* WHAT IS BEING ASKED
Copy out every line of the records below, reproducing each one verbatim with no changes.

(Records for locating named things)

· · ·

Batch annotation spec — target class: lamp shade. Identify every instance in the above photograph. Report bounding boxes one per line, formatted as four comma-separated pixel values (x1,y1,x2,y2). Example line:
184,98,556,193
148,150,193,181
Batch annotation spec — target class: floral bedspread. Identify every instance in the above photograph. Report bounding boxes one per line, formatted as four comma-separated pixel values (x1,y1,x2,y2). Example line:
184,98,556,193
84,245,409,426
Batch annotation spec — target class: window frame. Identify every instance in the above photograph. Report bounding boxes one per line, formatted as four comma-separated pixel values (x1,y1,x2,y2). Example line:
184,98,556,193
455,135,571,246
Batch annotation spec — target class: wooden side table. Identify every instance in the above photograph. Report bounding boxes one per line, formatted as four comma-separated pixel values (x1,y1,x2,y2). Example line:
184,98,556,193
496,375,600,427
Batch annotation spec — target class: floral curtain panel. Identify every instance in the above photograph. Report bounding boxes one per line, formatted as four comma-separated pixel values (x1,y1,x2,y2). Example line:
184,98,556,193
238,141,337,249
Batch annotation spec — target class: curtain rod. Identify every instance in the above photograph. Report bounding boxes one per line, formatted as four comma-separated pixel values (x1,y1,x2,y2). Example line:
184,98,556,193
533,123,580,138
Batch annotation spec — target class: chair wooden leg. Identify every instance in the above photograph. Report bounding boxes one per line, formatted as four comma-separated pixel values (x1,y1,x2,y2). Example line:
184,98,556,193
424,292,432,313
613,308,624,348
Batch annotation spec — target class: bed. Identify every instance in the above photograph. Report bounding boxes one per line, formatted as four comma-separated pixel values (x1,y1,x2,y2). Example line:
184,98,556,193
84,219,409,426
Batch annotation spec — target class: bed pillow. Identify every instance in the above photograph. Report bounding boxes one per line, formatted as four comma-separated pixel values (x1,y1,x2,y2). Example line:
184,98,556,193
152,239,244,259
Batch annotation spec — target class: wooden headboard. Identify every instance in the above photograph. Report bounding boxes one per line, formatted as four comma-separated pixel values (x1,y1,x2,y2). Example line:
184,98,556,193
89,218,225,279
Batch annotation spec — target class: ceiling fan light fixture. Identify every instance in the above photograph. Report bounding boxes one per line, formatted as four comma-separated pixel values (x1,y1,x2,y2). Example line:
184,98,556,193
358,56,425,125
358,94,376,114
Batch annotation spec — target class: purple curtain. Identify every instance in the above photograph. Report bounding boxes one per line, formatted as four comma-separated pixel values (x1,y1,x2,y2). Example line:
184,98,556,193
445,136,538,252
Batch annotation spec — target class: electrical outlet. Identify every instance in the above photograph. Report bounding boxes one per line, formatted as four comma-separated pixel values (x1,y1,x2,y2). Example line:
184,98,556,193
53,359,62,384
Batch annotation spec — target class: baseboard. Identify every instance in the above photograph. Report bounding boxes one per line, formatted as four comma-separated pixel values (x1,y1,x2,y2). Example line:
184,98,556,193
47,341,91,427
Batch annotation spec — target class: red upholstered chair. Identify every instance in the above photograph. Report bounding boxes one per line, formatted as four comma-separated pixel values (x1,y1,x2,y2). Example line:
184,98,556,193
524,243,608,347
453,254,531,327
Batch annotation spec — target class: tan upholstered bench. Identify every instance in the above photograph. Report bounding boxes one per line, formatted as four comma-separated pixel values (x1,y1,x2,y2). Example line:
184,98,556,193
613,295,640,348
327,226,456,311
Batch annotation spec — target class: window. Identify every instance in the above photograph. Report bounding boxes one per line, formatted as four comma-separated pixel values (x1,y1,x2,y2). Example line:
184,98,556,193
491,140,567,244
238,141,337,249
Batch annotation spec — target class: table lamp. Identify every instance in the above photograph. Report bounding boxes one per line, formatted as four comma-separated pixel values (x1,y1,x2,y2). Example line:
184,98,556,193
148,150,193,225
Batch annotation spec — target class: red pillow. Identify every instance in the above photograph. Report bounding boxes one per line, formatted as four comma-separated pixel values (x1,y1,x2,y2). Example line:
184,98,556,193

· · ·

* REPLY
Batch annotation spec — target class: lamp shade. Identify every instance in the above photograph. Report bounding boxes one per line, formatted as four comma-separated pixel values (x1,y1,x2,y2). Example line:
184,98,556,193
148,150,193,181
Batch annotation spec — target class: floral bedspread. Identify every instance in the above photograph. Report bounding boxes one per line, formatted as four comma-separated pixel values (x1,y1,x2,y2). Example line:
184,98,556,193
84,245,409,426
Batch annotation spec — target class: window frame. Identify every instance in the above photograph. Report bounding boxes one per line, formatted as four comma-separated pixel values (x1,y1,x2,y2). Example line:
184,98,556,193
455,135,571,246
Batch annotation spec — target class: wooden side table. Identify every instance in the above photograph. Report bounding boxes one per line, formatted as four comma-separated pixel values (x1,y1,x2,y2). Example line:
184,98,556,193
496,375,600,427
Batch annotation spec — target class: floral curtain panel. Identify every instance in the above photograph. Report bounding boxes one per line, formatted as four comma-separated pixel values (x1,y1,x2,y2). Example line:
184,98,556,193
238,141,337,249
Batch annotation spec — target class: curtain rod. Identify every instance in the above photograph. Report bounding boxes one per line, formatted as four comma-separated pixel values (x1,y1,x2,y2). Example line:
184,98,556,193
533,123,580,138
Batch annotation spec — target class: chair wooden leg. Identify every instance in the above photograph. Report bounding boxes one per line, formatted as four comma-separated pixel values (x1,y1,x2,y2). Example line:
184,98,556,193
424,292,432,313
613,308,624,348
Batch annotation spec — target class: bed. Identify every instance in the above photograph. Report bounding boxes one per line, formatted as four comma-separated pixel values (x1,y1,x2,y2). Example line:
184,98,556,193
84,219,409,426
Batch annotation spec — target class: bed pillow. Identify every instance in the above photograph. Report bounding boxes one per line, formatted as four comma-separated pixel values (x1,y1,x2,y2). Example line:
184,98,556,193
152,239,244,259
Batch annotation spec — target class: wooden headboard. Identify every instance in the above photograph. Report bounding boxes one per line, formatted as four comma-separated pixel values (x1,y1,x2,y2). Example line:
184,98,556,193
89,218,225,279
Batch annotation spec — target class: ceiling fan light fixture. Identify every instance in the above photograph. Report bounding boxes one per line, formatted as four comma-separated pixel values (x1,y1,x2,y2). Example line:
184,98,556,193
358,56,425,125
358,94,376,114
Batch annotation spec — target class: purple curtain. Identify every instance in the above photograph. Report bounding boxes one per line, formatted as four comma-separated pixel values (x1,y1,x2,y2). Example line:
184,98,556,193
445,136,538,252
Batch annotation spec — target class: electrical outlet. Identify every instance in the above photograph. Report bounding boxes one per line, formatted as four comma-separated pixel values (x1,y1,x2,y2). Example line:
184,98,556,193
53,359,62,384
Batch annotation spec — target class: baseboard. Identify every instance in the above photograph. Report bounding boxes one per line, formatted as four comma-separated pixel values (x1,y1,x2,y2). Example line:
184,98,556,193
47,341,91,427
Batch annotation spec — target class: red upholstered chair. Identify every instance in the above photograph. Report bounding boxes one per line, formatted as four comma-separated pixel values (x1,y1,x2,y2). Example line:
184,98,556,193
524,243,608,347
453,254,531,327
Batch annotation spec — target class: tan upholstered bench. Identify every instance in the above photograph. Report bounding boxes one per line, formatted as four comma-separated pixel values (x1,y1,x2,y2). Example line:
184,98,556,193
613,295,640,348
327,226,456,311
Batch annotation spec — target class: window. Identify every instance in the above photograph. Report bounding boxes one per line, formatted as four comma-separated pixel values (x1,y1,x2,y2). Example line:
184,98,556,193
491,140,567,244
238,141,337,249
Batch annotation spec — target class: table lamp. Identify every instance in the above photograph. Report bounding boxes one per line, formatted as four comma-separated pixel values (x1,y1,x2,y2). Example line:
184,98,556,193
148,150,193,225
Batch annotation spec — target class: red pillow. Identify every instance in the above photograph. Report bounding boxes one per line, formatted as four comma-separated pixel values (x1,y1,x2,y2). Example line:
184,98,556,193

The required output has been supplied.